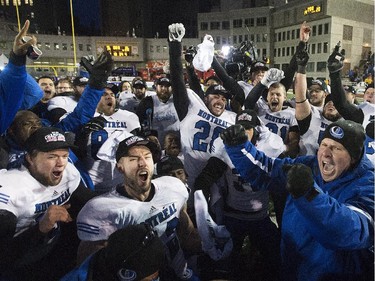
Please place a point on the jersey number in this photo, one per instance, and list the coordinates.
(97, 139)
(201, 141)
(274, 129)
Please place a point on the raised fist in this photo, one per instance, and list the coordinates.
(336, 59)
(176, 32)
(234, 135)
(95, 124)
(99, 70)
(273, 75)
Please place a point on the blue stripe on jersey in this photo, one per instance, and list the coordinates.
(4, 198)
(267, 167)
(88, 228)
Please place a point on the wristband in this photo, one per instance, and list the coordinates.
(301, 101)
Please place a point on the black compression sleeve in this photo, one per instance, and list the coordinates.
(347, 110)
(209, 175)
(180, 98)
(304, 124)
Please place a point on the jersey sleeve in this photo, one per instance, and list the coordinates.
(94, 223)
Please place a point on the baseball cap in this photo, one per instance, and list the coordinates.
(218, 89)
(80, 81)
(258, 66)
(163, 81)
(112, 87)
(139, 84)
(327, 99)
(350, 89)
(132, 253)
(47, 139)
(350, 134)
(248, 118)
(212, 77)
(129, 142)
(321, 85)
(168, 164)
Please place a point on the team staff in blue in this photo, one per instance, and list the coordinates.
(327, 231)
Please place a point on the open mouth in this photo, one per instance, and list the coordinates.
(327, 168)
(143, 176)
(57, 174)
(218, 106)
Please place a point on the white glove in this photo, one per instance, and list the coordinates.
(273, 75)
(176, 32)
(205, 54)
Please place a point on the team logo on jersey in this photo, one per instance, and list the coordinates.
(163, 215)
(337, 132)
(43, 206)
(152, 209)
(126, 275)
(4, 198)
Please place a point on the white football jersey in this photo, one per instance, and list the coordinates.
(309, 141)
(105, 214)
(278, 122)
(103, 173)
(200, 135)
(164, 118)
(25, 197)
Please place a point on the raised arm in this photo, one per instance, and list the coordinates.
(303, 108)
(90, 98)
(180, 98)
(347, 110)
(304, 35)
(13, 79)
(273, 75)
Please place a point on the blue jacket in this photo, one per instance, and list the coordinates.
(328, 237)
(12, 88)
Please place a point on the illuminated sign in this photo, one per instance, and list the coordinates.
(119, 50)
(312, 10)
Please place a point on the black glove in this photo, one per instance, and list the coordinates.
(299, 179)
(99, 70)
(234, 135)
(302, 57)
(336, 59)
(95, 124)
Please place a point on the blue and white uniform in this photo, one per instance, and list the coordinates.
(105, 214)
(309, 141)
(331, 234)
(28, 199)
(103, 173)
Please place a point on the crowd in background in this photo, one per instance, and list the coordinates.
(198, 166)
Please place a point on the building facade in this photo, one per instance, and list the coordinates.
(272, 25)
(275, 30)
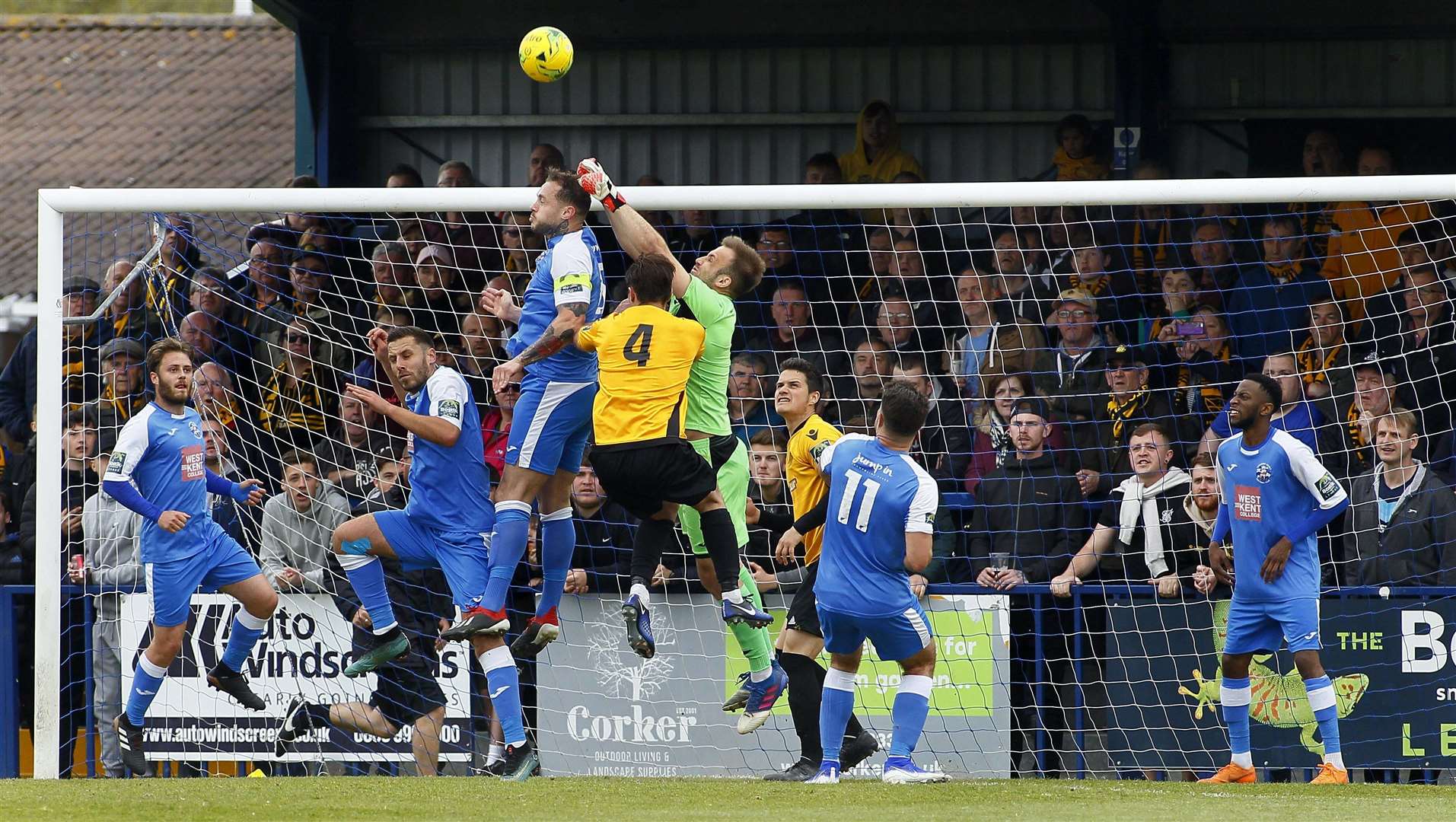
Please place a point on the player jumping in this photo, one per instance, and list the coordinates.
(718, 277)
(553, 413)
(801, 641)
(161, 448)
(446, 524)
(1276, 496)
(881, 514)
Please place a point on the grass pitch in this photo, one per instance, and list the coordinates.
(583, 799)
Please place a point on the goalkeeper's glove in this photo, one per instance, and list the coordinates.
(599, 185)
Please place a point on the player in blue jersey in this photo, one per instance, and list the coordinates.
(446, 524)
(553, 415)
(1276, 496)
(161, 450)
(880, 520)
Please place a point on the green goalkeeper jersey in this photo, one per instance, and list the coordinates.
(708, 380)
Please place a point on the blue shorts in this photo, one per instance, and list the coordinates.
(221, 562)
(1264, 626)
(462, 555)
(897, 636)
(551, 427)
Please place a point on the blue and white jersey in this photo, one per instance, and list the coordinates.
(569, 271)
(1267, 491)
(875, 498)
(449, 488)
(164, 456)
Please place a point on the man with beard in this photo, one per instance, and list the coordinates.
(1276, 498)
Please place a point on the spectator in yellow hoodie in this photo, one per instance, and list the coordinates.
(877, 156)
(1365, 255)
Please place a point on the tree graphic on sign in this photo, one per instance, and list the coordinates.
(620, 671)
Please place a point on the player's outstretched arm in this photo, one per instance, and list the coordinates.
(634, 231)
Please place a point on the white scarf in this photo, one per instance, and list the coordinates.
(1140, 504)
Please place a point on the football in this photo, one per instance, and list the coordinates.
(546, 54)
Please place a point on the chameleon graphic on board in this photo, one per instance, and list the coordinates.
(1279, 700)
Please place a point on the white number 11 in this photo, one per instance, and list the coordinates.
(848, 501)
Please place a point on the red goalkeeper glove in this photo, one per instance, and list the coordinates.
(599, 185)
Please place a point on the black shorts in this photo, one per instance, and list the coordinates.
(642, 479)
(405, 694)
(804, 607)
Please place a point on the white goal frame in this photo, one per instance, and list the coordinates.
(56, 204)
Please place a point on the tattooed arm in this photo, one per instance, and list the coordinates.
(558, 335)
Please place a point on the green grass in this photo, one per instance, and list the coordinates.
(588, 799)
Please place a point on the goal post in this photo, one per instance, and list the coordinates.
(955, 206)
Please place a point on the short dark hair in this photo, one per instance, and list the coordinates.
(571, 191)
(165, 346)
(746, 268)
(417, 333)
(1269, 386)
(298, 457)
(903, 409)
(813, 378)
(652, 277)
(406, 170)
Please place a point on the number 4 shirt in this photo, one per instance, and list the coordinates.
(1269, 491)
(644, 355)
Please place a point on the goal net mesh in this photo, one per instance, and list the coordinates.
(1114, 317)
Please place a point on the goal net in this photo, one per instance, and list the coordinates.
(1053, 327)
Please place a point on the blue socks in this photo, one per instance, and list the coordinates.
(145, 686)
(368, 576)
(513, 521)
(835, 710)
(1322, 702)
(1235, 696)
(910, 709)
(558, 546)
(247, 629)
(504, 689)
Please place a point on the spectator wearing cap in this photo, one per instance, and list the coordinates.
(113, 563)
(79, 342)
(1403, 515)
(1075, 386)
(129, 306)
(1363, 258)
(299, 396)
(794, 332)
(1352, 447)
(1027, 520)
(443, 298)
(350, 454)
(1424, 346)
(944, 445)
(1104, 444)
(126, 389)
(1116, 292)
(1269, 306)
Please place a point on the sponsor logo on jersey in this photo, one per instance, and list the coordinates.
(1248, 504)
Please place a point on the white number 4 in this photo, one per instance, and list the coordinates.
(865, 505)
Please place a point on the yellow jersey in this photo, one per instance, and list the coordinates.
(644, 357)
(807, 485)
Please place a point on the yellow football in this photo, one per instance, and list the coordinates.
(546, 54)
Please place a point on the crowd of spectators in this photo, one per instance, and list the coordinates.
(1065, 351)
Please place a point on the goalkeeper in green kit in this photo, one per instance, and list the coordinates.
(706, 295)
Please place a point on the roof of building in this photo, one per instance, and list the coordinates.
(162, 100)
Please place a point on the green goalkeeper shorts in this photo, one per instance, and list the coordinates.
(733, 483)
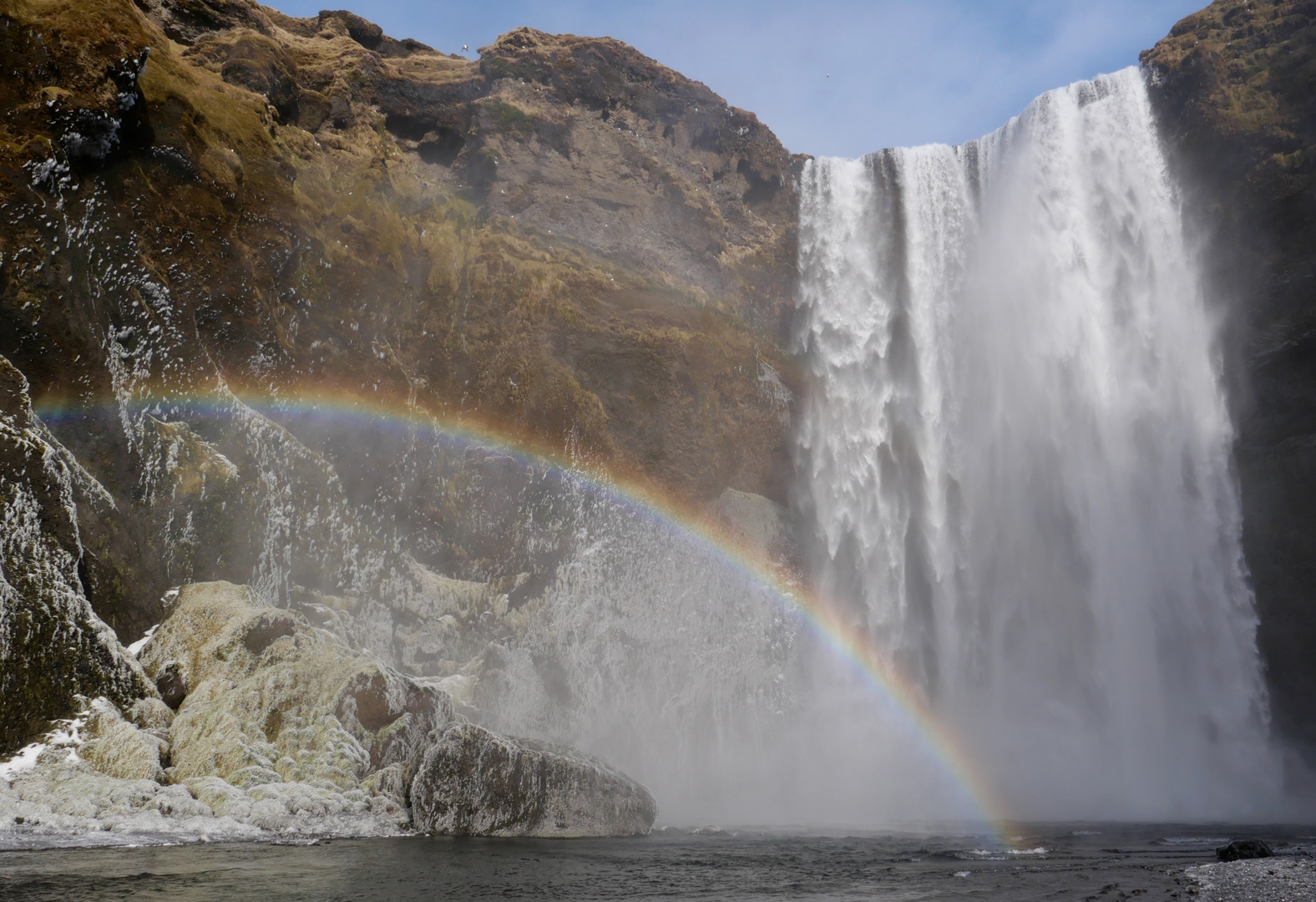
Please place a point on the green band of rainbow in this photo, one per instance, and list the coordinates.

────────────────

Work to be completed:
Reproduce every item above with "coordinates" swapped for "pixel positions" wherever it occurs, changing nothing else. Leave the pictures out.

The result:
Please place a point on the jersey number in this photo, one per instance, and list the pixel positions.
(97, 139)
(201, 141)
(274, 129)
Please place a point on the raised fist in this photo, one per instance, and list the pixel positions.
(336, 59)
(176, 32)
(234, 135)
(95, 124)
(99, 70)
(273, 75)
Please place a point on the blue stripe on jersey in this photo, one per instance, and list the pixel positions.
(4, 198)
(267, 167)
(88, 228)
Please place a point on the wristband in this photo, one per instance, and list the pixel positions.
(301, 101)
Please place a point on the black compression sleeve in this photo, one per instance, and list the pixel positions.
(347, 110)
(209, 175)
(180, 98)
(304, 124)
Please place a point on the jersey sleeve in this photo, one per instance, and list the pixel positions.
(94, 223)
Please place a point on the baseball cap in this photo, one per instance, and list the pixel positions.
(218, 89)
(80, 81)
(258, 66)
(163, 81)
(112, 87)
(139, 84)
(327, 99)
(350, 89)
(132, 253)
(47, 139)
(350, 134)
(248, 118)
(212, 77)
(129, 142)
(321, 85)
(168, 164)
Please place a point on the team staff in blue in this photo, one per instance, and list the pixel positions.
(327, 231)
Please place a point on the open mouth in this photo, one per instance, and list the pixel positions.
(327, 168)
(143, 176)
(57, 174)
(218, 106)
Please place a point on the white glove in this photo, one per instance, and list the pixel positions.
(273, 75)
(176, 32)
(205, 54)
Please place a point on the team logo on jersey in this photo, one per instance, and list the pixel positions.
(163, 215)
(337, 132)
(43, 206)
(152, 209)
(126, 275)
(4, 198)
Please place a point on the white football jersey in this photo, one per instance, and list the pixel positions.
(309, 141)
(105, 214)
(278, 122)
(103, 173)
(200, 135)
(164, 118)
(25, 197)
Please place a point on the raised arm in this photo, one per instance, and list the pixel positions.
(303, 108)
(90, 98)
(180, 98)
(347, 110)
(304, 35)
(13, 79)
(273, 75)
Please place a point on the blue jacket in this photo, one per instance, and list the pixel positions.
(328, 237)
(12, 88)
Please place a point on the illuminated sign in this photo, one per instance, and list the pixel positions.
(119, 50)
(312, 10)
Please place a point on the black glove in this photo, one per instance, and list the pixel positions.
(299, 179)
(99, 70)
(234, 135)
(302, 57)
(336, 59)
(95, 124)
Please place a point on the blue and white uniform in this photo, one per instance, and list the pixel positions.
(105, 214)
(309, 141)
(331, 234)
(28, 199)
(103, 173)
Please place a point on the crowd in background in this photo, one per instance, and list the pixel positions.
(198, 166)
Please place a point on the building facade in this photo, one per instance, and list the pixel positions.
(272, 25)
(275, 30)
Please place a point on the player jumping in this photo, one per instance, and list the pixel positions.
(718, 277)
(553, 413)
(801, 641)
(161, 448)
(446, 524)
(1276, 496)
(881, 514)
Please place a point on the grass pitch in this photo, one per instance, and list the pixel positions.
(583, 799)
Please place a point on the goalkeeper's glove in this photo, one per instance, and list the pixel positions.
(599, 185)
Please place a point on the player in blue jersey in this photo, one per instance, and list the pixel positions.
(446, 524)
(553, 415)
(1276, 496)
(161, 450)
(880, 520)
Please place a point on the green goalkeeper jersey in this photo, one per instance, and list the pixel positions.
(708, 380)
Please place a point on the blue shorts in this photo, one per instance, and list the pixel positions.
(221, 562)
(1264, 626)
(462, 555)
(897, 636)
(551, 427)
Please place a point on the blue and white jersey in this photo, one per instance, and list the pixel positions.
(569, 271)
(1267, 491)
(875, 498)
(449, 488)
(164, 456)
Please place a point on the man with beard in this photo, one per instance, and list the pixel positions.
(1276, 498)
Please place a point on the spectator in yellow hoodie in this photo, one per instance, and list the pixel positions.
(877, 156)
(1365, 255)
Please place a point on the tree graphic on sign in this photo, one per instance, and list the pixel positions.
(620, 671)
Please place a point on the player's outstretched arm in this photo, one per instance, and list the pixel positions.
(634, 231)
Please place a point on the white scarf in this photo, one per instance, and list the pixel positions.
(1140, 504)
Please place a point on the football in this photo, one per instance, and list the pixel positions.
(546, 54)
Please place a point on the chameleon graphic on board in this photo, one per instance, and list the pixel positions.
(1279, 700)
Please place a point on the white number 11 in this photo, one per instance, and list the pixel positions.
(848, 501)
Please place a point on the red goalkeeper glove in this photo, one per instance, and list the pixel positions.
(599, 185)
Please place a point on the black shorts in this photo, one per instance, and list the pixel positions.
(642, 479)
(405, 694)
(804, 607)
Please place a point on the white goal frame in this photo, one per instance, and list the pixel positions.
(56, 204)
Please place a point on the tattooed arm in this photo, one per instance, and list the pixel positions.
(558, 335)
Please place a point on the green grass in this photo, one per instance, and list the pixel positions.
(588, 799)
Please place a point on the goal post in this photo, one per instance, and list the pixel positions.
(955, 206)
Please place a point on the short dark hair in this photo, one per instance, and list the pixel positions.
(571, 191)
(165, 346)
(746, 268)
(417, 333)
(1269, 386)
(298, 457)
(903, 409)
(813, 378)
(652, 277)
(406, 170)
Please place a point on the number 4 shirt in this photo, one per instance, and list the pixel positions.
(1269, 491)
(644, 355)
Please place a point on the goal net mesh in this photo, one per instance, and list the pixel positions.
(1114, 317)
Please place a point on the goal net in this photo, one per instance, and list the pixel positions.
(1053, 327)
Please place a point on the blue socks in this photo, one per instance, and list the pixel positions.
(145, 686)
(368, 576)
(513, 521)
(835, 710)
(1322, 702)
(1235, 696)
(910, 709)
(558, 546)
(247, 629)
(504, 689)
Please place a point on the spectator wearing cap in this photo, one per instance, and list the pixel positions.
(113, 563)
(79, 342)
(1403, 515)
(1075, 386)
(129, 306)
(1363, 258)
(299, 396)
(794, 332)
(1352, 447)
(1027, 520)
(443, 298)
(350, 454)
(1424, 346)
(944, 445)
(1104, 444)
(126, 389)
(1116, 292)
(1269, 306)
Please place a point on the sponsor logo on jersey in this photo, one per instance, and list the pixel positions.
(1248, 504)
Please place a point on the white number 4 in this photo, one per instance, and list the pixel positions.
(865, 505)
Please place a point on the yellow jersey in this photo, one per instance, and list the pixel positions.
(644, 357)
(807, 485)
Please place a point on the yellow football in this photo, one per instance, and list the pixel positions.
(546, 54)
Please place a point on the crowd of spectators in this photo, one per instance, and list the pixel positions.
(1065, 351)
Please place a point on the goalkeeper in green kit in this photo, one per instance, and list the pixel positions.
(706, 295)
Please place a point on the roof of building in this photo, one per instance, and list the pixel positions.
(162, 100)
Please place a point on the green goalkeeper shorts in this photo, one per instance, and list the pixel positions.
(733, 483)
Please place a point on the green band of rainbow in this photo, one per instance, and list the pixel positions.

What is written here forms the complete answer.